§ Instructions for the task: Please quote the data below line for line, keeping every character the same.
________________________
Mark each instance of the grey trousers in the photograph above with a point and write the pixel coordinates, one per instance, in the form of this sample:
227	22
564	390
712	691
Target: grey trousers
________________________
§ Task response:
Mark each instance of the grey trousers in the photograph above with a point and write the pixel coordinates, one per instance, in the form of this sample:
227	22
564	390
712	691
Target: grey trousers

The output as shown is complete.